## RECORDS SUPPLIED
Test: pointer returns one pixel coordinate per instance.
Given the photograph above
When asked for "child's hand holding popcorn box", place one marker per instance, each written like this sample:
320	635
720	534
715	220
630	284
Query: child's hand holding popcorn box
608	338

## GIVEN EXERCISE
Write out every line of the items above verbatim, without changing a single character.

## SOLUTION
Test: pointer returns one pixel coordinate per instance.
Given the photograph above
When asked for "child's hand holding popcorn box", place one marker per instance, each written like this sample:
320	635
720	534
715	220
630	284
Query: child's hand holding popcorn box
608	338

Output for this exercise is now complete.